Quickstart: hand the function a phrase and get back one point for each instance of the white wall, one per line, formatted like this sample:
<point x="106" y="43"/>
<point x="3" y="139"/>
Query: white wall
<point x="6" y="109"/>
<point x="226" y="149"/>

*-*-*

> [PROBLEM TO SOLVE] Rewrite every line of the items above in full, offsetting each x and y coordinate in the answer points by -98. Leave the two sample points unchanged.

> [SOLUTION TO THIS EXERCISE]
Quickstart: hand the function a phrase and get back one point for each instance of the white wall, one per line, formatted like this sample:
<point x="106" y="43"/>
<point x="3" y="139"/>
Query: white wall
<point x="-92" y="11"/>
<point x="128" y="51"/>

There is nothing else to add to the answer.